### Extrait du texte ###

Dans le livre où Hélène Parmelin rapporte ces propos de Picasso, elle note aussi avec justesse que le peintre “aime la musique qui se voit : les guitares à la main, les airs populaires russes, espagnols, italiens, quand quelqu’un chante sous ses yeux. Il aime les musiques en chair et en os.” Tout est dit – ou presque. Si la musique peut paraître abstraite, car étant (selon Stravinsky) incapable d’exprimer autre chose qu’elle-même – en tant que forme et langage en transformation –, elle est aussi concrète, “en chair et en os” : comme on se la prend au corps, comme elle nous traverse, il nous vient en tête des bribes d’histoires dérivant de sensations fugitives. Pour en ressentir les effets, on peut bien sûr fermer les yeux (c’est le cliché de base), mais on peut aussi les ouvrir grand, avant d’entamer d’infinis dialogues entre le sonore et le visuel, tout en déployant, simultanément, les autres sens. Si peindre, c’est penser, ce n’est pas cogiter dans l’éther, mais passer à l’acte.

L’idée de Picasso n’a donc jamais été d’orienter son travail du côté des expériences synesthésiques – ce qui était à ses débuts terriblement à la mode –, mais bien plutôt de représenter, avec ô combien d’inventivité, de diversité, la musique dans tous ses états. Il ne cherche pas des équivalences entre le geste du peintre ou du dessinateur et celui du guitariste ou du souffleur, mais on l’imagine sans grande difficulté accomplir des pas de danse dans l’atelier, ou chanter tout en peignant, fredonnant aussi bien des rengaines populaires que (nous dit-on) telle ou telle mélodie de Petrouchka. Le peintre a frayé dans sa jeunesse avec de nombreux musiciens, comme par exemple le pianiste catalan Ricardo Viñes, créateur des partitions les plus novatrices de l’époque. À Barcelone, il a écouté en concert Granados ou Albéniz. Arrivé à Paris, il ne lui a pas fallu longtemps pour rencontrer, puis collaborer avec, les meilleurs poètes et musiciens de son temps, dont beaucoup étaient alors inspirés par l’Espagne (ou, comme lui, Espagnols). On sait qu’il a pleinement participé à la réussite du Tricorne de Manuel de Falla, entre deux collaborations avec Erik Satie – l’incontournable Parade et le moins connu Mercure – ou Stravinsky ; il fera d’inoubliables portraits dessinés de ces compositeurs. Satie a écrit, le plus simplement du monde : “Picasso est épatant.” “Parade se transforme en mieux derrière Cocteau ! Picasso a des idées qui me plaisent mieux que celles de notre Jean ! (…) Connaissant les belles idées de Picasso, je suis navré d’être obligé de composer sur celles du bon Jean, moins belles – oh ! oui ! moins belles” (Erik Satie, Correspondance presque complète, réunie et présente par Ornella Volta – qui vient de nous quitter le 16 août et à qui il est indispensable de rendre hommage pour le travail fabuleux qu’elle n’a cessé d’accomplir).

###

### Travail à faire
Répondez brièvement aux questions suivantes sur l'extrait consacré à Picasso et la musique.
1. D'après Hélène Parmelin, quelle musique Picasso aime-t-il ?
2. Quel pianiste catalan le peintre a-t-il fréquenté dans sa jeunesse ?
3. Quels compositeurs Picasso a-t-il écoutés en concert à Barcelone ?

### Données fournies ###

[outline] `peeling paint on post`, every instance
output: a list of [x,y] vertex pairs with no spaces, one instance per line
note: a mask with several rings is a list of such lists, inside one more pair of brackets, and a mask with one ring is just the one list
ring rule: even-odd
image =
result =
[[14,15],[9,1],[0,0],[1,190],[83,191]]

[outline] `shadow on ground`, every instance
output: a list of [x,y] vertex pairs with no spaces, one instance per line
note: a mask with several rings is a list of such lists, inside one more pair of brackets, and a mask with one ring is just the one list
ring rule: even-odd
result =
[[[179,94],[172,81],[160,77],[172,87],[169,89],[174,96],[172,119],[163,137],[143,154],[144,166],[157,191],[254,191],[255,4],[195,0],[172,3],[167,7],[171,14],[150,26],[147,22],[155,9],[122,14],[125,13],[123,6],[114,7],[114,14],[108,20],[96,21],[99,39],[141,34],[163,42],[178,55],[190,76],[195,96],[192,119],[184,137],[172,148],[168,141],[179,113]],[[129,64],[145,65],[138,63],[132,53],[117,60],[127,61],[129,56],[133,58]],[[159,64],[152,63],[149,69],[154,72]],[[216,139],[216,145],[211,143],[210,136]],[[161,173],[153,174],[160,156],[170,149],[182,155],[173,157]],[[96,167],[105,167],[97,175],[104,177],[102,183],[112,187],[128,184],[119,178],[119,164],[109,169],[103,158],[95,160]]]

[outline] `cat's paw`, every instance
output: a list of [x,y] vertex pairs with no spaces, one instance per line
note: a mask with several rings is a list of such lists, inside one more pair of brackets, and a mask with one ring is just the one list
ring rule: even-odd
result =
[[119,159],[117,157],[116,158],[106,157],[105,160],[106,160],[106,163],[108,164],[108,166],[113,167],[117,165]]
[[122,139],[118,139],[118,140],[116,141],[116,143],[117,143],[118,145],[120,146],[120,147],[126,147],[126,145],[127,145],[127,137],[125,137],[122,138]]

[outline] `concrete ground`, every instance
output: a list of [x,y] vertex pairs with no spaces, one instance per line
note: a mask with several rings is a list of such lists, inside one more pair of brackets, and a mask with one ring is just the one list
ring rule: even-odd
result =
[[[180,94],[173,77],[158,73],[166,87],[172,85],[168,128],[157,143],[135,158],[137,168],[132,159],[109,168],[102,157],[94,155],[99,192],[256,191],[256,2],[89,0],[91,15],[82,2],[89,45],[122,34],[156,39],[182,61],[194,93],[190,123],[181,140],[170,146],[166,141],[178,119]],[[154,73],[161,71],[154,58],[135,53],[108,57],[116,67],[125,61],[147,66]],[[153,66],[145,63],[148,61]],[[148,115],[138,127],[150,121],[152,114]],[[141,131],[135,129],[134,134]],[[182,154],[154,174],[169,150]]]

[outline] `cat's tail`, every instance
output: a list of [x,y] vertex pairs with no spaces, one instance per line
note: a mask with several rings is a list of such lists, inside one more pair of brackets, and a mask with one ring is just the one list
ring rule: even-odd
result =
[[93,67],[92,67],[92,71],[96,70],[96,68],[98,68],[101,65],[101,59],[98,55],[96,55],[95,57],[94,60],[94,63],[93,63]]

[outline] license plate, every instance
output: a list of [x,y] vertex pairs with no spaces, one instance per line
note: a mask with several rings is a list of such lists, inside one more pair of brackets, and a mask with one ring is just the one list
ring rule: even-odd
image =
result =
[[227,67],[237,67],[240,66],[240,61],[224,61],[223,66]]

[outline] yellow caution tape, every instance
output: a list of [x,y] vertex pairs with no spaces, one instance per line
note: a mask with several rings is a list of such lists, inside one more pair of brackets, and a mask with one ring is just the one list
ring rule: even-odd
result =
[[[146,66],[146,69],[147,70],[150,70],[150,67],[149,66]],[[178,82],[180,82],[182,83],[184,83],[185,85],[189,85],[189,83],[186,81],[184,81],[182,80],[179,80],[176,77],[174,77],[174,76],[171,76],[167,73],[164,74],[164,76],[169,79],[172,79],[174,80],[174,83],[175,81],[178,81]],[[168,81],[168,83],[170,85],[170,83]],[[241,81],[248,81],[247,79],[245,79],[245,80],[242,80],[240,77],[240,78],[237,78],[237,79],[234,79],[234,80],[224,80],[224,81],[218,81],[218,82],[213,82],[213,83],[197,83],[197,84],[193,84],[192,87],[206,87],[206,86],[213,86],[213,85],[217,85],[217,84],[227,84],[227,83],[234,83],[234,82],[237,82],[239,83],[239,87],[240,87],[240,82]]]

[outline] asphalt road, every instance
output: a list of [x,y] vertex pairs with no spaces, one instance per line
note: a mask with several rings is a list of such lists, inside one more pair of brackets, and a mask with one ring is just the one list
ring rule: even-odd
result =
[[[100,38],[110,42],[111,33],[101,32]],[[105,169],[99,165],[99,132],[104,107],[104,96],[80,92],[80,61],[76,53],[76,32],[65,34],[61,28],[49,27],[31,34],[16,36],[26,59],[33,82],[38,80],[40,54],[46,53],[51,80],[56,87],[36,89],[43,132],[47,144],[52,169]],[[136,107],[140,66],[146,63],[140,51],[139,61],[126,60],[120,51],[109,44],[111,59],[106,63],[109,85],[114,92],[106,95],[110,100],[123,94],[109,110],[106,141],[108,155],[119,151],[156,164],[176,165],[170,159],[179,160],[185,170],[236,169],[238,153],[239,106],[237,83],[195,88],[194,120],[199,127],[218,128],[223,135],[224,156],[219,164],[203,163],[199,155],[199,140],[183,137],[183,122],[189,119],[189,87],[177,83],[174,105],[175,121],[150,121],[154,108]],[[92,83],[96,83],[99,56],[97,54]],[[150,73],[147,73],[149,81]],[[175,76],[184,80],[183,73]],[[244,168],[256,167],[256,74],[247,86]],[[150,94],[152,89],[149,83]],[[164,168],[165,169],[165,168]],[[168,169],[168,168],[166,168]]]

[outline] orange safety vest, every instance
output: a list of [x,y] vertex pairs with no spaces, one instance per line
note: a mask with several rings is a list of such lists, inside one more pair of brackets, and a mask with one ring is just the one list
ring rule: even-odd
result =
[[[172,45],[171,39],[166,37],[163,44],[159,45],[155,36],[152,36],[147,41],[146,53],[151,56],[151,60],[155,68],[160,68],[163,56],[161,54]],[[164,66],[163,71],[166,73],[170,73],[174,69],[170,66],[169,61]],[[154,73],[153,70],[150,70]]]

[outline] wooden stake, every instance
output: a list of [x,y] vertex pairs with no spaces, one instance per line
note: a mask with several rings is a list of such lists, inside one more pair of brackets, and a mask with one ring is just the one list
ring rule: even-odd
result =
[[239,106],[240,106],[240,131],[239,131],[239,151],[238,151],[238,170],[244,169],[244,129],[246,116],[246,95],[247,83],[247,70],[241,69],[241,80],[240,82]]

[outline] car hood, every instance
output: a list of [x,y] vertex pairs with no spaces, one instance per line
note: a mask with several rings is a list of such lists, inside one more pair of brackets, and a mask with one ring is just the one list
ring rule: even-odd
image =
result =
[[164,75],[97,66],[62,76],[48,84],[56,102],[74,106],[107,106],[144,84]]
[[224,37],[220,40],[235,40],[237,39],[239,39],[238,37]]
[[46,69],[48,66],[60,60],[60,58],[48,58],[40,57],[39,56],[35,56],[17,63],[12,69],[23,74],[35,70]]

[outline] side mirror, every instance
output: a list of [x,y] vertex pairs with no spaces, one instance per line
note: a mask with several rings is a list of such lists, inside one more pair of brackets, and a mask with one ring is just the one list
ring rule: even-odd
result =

###

### Solution
1. La musique qui se voit, les musiques « en chair et en os ».
2. Ricardo Viñes.
3. Granados et Albéniz.